- _TEXT PASSAGE_
BEGIN

Brooke’s House Provides Care and Community for Women with Substance Use Disorders
W/B HIDTA grantee provides counseling, career training, and more to residents in Washington County, MD
Brooke’s House is a home for adult women in Washington County, MD with alcohol and other substance use disorders. Kevin and Dana Simmers founded the home in 2018, following the tragic early death of their daughter, Brooke. They wanted the home to have “everything many sober living homes didn’t have,” according to the Brooke’s House website, including nice bedrooms, a spacious kitchen and common room, and a chapel.
The Brooke’s House program has prevention at the forefront of its operations. More than just providing a sober living facility, program staff implement strategies to make sure participants land on their feet to prevent further relapse. During their time at Brooke’s House, the women receive mental health and substance abuse counseling, as well as medication-assisted treatment, if necessary.
The program offers two transitional living houses, and the main requirement to stay there is maintaining full-time employment. Brooke’s House has several social enterprise businesses that the residents help run, including a chocolate making business and junk removal.
A Washington/Baltimore HIDTA (W/B HIDTA) grant helps to fund the vocational training, including a new vocational trainer position, staffed by former resident Stacey Thompson. Thompson manages all of the details relating to residents’ employment search when they are preparing to leave Brooke’s House, such as building resumes, practicing interview skills, and finding necessary documents, such as birth certificates and state-issued identification cards.

END

- _DATASET ENTRIES_
BEGIN

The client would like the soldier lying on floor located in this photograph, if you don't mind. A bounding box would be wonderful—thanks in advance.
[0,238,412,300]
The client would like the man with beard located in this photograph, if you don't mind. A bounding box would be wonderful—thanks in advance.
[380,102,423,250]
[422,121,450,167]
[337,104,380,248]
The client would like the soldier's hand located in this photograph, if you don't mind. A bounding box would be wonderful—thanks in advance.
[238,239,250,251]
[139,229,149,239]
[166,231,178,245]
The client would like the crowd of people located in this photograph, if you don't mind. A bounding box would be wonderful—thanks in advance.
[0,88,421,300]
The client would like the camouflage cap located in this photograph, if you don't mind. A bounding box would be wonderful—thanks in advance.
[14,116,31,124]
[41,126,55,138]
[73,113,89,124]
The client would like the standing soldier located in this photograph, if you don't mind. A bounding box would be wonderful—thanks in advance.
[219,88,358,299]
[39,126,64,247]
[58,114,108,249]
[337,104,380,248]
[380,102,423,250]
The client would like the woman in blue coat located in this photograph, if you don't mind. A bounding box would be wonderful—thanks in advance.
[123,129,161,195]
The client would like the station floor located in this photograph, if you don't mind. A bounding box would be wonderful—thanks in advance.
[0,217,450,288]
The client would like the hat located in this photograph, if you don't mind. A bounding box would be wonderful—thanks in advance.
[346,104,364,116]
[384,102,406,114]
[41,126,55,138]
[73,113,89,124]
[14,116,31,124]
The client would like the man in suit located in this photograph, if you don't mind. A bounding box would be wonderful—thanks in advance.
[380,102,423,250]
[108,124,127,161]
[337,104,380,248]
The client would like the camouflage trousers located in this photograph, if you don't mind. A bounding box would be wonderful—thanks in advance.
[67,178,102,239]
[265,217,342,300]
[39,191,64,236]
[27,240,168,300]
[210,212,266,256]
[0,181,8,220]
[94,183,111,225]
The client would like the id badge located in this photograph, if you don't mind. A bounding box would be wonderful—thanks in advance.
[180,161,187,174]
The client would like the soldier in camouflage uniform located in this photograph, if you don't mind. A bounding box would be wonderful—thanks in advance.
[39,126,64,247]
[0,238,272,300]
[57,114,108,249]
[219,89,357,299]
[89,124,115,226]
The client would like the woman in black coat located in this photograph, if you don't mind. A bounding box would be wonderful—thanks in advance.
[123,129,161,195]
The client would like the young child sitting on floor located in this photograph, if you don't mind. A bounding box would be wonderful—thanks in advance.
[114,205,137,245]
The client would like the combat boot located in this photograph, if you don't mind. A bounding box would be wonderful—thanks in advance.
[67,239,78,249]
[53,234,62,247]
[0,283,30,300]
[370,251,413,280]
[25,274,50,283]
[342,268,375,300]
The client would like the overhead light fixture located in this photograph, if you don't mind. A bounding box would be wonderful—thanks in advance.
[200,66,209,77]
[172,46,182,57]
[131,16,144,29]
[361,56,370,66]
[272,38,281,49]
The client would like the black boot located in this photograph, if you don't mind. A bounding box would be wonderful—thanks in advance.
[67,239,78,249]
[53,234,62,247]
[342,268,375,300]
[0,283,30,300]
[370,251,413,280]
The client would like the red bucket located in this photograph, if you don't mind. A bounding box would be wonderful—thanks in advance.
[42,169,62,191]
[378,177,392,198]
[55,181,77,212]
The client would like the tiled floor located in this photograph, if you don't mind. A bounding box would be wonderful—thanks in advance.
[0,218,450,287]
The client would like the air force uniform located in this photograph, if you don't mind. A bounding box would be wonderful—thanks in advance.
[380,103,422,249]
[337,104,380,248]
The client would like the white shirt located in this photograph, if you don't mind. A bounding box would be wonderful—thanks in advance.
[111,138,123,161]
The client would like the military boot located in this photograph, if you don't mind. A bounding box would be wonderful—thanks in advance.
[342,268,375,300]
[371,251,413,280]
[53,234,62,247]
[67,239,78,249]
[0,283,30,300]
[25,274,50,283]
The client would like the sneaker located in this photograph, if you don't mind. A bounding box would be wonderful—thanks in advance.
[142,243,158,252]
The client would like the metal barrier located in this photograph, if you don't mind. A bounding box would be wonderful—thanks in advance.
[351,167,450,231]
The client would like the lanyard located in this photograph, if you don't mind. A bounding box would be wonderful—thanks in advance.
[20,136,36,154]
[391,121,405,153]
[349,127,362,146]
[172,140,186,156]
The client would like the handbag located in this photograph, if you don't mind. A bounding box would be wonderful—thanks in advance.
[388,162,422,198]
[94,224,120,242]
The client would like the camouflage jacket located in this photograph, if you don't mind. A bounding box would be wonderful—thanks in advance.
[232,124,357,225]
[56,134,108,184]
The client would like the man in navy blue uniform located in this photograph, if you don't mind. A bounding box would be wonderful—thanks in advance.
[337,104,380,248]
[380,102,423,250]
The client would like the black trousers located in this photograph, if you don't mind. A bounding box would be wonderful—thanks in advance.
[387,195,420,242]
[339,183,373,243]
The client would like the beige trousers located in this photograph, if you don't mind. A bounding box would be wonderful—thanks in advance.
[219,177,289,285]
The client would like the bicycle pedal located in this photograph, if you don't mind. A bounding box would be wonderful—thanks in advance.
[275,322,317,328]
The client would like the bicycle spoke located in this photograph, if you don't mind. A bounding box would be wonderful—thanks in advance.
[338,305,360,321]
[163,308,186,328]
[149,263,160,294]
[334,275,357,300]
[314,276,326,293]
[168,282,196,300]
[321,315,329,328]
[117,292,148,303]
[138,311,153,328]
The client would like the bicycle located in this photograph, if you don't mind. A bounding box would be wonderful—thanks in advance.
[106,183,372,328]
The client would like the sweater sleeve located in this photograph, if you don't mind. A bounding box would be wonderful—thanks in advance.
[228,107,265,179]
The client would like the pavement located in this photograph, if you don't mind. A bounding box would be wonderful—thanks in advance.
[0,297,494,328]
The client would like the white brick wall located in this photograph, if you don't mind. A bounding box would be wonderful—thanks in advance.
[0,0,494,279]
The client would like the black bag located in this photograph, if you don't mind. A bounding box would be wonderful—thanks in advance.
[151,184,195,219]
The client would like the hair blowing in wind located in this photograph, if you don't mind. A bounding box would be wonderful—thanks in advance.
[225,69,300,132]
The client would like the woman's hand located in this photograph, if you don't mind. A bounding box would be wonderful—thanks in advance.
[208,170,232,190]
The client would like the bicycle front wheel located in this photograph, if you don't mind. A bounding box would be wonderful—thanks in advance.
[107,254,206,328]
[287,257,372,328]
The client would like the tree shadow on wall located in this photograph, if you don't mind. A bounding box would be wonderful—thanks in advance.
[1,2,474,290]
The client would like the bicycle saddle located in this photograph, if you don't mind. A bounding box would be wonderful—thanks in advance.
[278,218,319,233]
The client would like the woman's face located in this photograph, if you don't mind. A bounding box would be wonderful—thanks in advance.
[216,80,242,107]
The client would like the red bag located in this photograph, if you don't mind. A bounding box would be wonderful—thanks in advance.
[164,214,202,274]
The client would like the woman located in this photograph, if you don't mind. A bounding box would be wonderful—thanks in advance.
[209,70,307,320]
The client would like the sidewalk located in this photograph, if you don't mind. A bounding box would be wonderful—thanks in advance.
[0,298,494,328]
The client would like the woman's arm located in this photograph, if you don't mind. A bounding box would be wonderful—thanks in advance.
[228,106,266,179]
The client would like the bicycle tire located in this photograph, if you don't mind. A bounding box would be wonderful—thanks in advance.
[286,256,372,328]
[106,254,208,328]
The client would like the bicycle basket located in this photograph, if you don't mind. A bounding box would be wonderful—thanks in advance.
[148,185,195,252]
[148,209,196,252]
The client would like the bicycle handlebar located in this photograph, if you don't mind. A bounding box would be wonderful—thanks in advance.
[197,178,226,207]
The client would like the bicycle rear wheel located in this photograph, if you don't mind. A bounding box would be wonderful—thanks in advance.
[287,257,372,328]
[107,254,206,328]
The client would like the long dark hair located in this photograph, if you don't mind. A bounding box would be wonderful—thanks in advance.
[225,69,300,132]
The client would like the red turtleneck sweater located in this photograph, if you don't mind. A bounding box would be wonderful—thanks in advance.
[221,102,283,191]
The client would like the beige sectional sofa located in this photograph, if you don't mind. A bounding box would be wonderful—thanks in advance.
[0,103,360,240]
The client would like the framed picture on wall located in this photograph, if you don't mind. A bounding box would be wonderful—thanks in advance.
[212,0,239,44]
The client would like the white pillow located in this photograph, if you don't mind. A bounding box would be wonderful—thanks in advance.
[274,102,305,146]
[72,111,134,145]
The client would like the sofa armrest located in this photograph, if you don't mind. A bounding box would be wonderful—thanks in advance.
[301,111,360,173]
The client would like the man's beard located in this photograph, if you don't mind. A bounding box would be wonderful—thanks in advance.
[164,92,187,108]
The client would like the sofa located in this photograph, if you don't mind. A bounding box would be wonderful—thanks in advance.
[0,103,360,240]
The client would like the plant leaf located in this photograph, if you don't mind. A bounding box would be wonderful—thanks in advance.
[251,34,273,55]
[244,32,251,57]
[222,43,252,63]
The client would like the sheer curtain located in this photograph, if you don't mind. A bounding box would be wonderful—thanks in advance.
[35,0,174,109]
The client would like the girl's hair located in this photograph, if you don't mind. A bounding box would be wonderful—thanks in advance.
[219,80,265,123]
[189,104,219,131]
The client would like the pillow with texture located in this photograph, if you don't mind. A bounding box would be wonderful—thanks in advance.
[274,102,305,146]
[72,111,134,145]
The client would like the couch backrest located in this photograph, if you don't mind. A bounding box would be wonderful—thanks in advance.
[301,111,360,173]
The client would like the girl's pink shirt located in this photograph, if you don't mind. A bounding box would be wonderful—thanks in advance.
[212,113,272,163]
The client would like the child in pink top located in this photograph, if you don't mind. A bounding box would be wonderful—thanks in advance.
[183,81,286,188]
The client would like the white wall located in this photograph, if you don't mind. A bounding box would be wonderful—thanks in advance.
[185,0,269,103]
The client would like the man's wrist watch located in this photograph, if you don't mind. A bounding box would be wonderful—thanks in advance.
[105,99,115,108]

END

- _WHAT TO DO_
Continue the article about Brooke's House from where it ends.

- _OUTPUT BELOW_
Thompson, who has worked for Brooke’s House since January 2020, says that there are many ways in which the residents are set up for success to prevent relapse. One factor in drug use relapses is that many people return to the environments they were in before they received help. “While you’re here you’re given all the tools you need, and then the continued level of care connects you with the right people,” Thompson related. Brooke’s House counselors show the residents how to create short-term and long-term goals, and help residents see their goals through to completion by building networks of support at Brooke’s House and in the wider community.
Simmers believes that the W/B HIDTA has been a big provider of support to Brooke’s House, in terms of the grant funds, and with seminars and sending important news in the treatment and prevention field. He stated, “I always knew of HIDTA on the law enforcement side, and to see HIDTA move over to recovery and participate in treatment programs … it touches my heart that they are trying to take care of sickness in people like the ladies in our program.”